• **DOCUMENT SEGMENT**:
BEGIN
Analyzing and Validating the Role of Genes Related to Glucagon-like Peptide-1 Signaling in the Prognosis of Pancreatic Cancer.

Abstract

Aims: We aimed to develop a reliable prognostic tool related to glucagon-like peptide-1 (GLP-1) for guiding treatment of pancreatic cancer (PC).

Background: The treatment strategies for PC being greatly advanced the prognosis of cancer still remains unfavorable.

Objective: To develop a RiskScore model for evaluating PC prognosis.

Method: The bulk RNA-seq data of PC patients were obtained from the UCSCXena and GEO database, and the GSE156405 cohort was used for single-cell RNA-seq (scRNA- seq) analysis in the "Seurat" package. Firstly, the gene expression and mutation in the PC samples were analyzed to perform differentially expressed genes (DEGs) analysis using the "limma" package. The "survival" package was employed to conduct un/- multivariate Cox regression and Kaplan-Meier (KM) survival analysis. Secondly, a RiskScore model was developed and assessed using the "glmnet" and "timeROC" packages. Next, the CIBERSORT algorithm and the ssGSEA method were applied for immune infiltration analysis and calculation of the immune cell scores, respectively. Finally, pathway enrichment analysis was conducted using gene set enrichment analysis (GSEA).
END
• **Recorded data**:
BEGIN
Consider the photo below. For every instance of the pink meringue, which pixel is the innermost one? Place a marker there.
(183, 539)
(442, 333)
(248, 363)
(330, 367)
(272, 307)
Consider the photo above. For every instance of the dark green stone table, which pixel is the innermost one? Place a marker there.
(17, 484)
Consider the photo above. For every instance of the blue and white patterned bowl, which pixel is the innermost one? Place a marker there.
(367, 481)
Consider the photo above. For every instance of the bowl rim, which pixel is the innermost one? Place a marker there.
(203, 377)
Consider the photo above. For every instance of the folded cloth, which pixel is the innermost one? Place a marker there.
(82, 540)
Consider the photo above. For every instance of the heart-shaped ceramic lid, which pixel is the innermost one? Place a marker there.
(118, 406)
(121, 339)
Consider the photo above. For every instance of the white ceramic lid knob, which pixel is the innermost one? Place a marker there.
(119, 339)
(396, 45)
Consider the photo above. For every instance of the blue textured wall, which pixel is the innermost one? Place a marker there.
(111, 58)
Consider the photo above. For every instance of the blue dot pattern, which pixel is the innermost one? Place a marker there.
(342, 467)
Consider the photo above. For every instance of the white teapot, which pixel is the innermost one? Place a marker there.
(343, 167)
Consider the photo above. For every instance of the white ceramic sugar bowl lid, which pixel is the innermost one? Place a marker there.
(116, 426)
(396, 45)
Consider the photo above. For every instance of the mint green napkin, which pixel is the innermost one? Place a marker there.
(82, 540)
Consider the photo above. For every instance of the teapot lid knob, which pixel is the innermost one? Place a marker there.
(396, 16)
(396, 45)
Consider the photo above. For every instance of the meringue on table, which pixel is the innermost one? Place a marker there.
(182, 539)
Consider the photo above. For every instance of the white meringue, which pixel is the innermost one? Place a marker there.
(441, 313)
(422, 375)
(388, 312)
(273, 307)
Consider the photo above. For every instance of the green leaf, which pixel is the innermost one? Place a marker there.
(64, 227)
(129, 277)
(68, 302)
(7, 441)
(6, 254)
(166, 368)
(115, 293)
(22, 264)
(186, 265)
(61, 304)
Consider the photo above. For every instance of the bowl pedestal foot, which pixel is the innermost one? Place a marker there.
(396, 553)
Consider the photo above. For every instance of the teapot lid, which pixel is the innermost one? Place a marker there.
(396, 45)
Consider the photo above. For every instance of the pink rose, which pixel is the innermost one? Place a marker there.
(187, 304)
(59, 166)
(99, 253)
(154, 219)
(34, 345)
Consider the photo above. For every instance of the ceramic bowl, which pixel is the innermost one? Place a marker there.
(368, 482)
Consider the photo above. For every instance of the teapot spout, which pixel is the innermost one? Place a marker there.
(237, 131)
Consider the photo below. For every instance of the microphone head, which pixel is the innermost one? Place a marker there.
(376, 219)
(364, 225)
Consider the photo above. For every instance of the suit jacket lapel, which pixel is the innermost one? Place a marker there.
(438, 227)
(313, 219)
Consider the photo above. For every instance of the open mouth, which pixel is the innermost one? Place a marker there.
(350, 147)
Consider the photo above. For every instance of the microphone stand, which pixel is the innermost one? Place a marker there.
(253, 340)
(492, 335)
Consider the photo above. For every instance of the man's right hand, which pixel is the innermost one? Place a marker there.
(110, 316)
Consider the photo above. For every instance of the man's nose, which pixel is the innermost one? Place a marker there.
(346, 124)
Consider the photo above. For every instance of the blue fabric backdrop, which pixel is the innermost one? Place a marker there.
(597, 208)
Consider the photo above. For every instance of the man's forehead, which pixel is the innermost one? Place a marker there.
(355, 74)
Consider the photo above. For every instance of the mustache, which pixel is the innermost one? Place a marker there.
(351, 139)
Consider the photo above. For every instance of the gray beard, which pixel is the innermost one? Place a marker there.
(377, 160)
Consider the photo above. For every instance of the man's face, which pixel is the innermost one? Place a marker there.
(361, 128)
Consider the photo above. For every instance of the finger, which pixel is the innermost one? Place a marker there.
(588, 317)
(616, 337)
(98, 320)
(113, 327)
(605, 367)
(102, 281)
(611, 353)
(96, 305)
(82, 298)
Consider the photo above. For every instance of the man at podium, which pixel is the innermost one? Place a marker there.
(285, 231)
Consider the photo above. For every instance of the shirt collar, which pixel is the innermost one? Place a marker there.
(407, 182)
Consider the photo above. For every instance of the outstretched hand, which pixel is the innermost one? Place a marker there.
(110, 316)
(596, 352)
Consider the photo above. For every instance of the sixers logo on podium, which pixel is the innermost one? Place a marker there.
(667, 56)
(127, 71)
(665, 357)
END
• **WORK TASK 1**:
In the pancreatic cancer abstract, which cohort was used for the single-cell RNA-seq analysis?
• **WORK TASK 2**:
Write the next part of the GLP-1 pancreatic cancer abstract, picking up after its last sentence.
These entries come from a separate source.

• **WRITTEN ANSWER 1**:
The GSE156405 cohort.

• **WRITTEN ANSWER 2**:
Results: Most GLP-1 signaling genes were overexpressed in the PC samples with multiple mutation types. LASSO analysis selected 3 GLP-1 genes for the development of a RiskScore model with a high classification accuracy (AUC >0.6). Notably, high-risk patients showed a significantly shorter survival time in both training and validation sets. In addition, as an independent factor, the RiskScore was further used to establish a nomogram model for the survival prediction of PC in clinical practice. The tumor microenvironment (TME) analysis revealed that low-risk patients with more abundant immune and stroma components had higher levels of anti-tumor immune cell infiltration (such as activated B and T cells), while the proliferation pathways (E2F targets, G2M checkpoint) were significantly activated in the high-risk groups. The genes in the RiskScore model may affect the survival of PC patients through modulating the activities of NK cells and macrophages.

Conclusion: We demonstrated that the GLP-1 signaling affected PC development and developed a reliable RiskSocre model for the prognosis assessment in PC. Our findings are expected to improve PC diagnosis and treatment in clinical practice.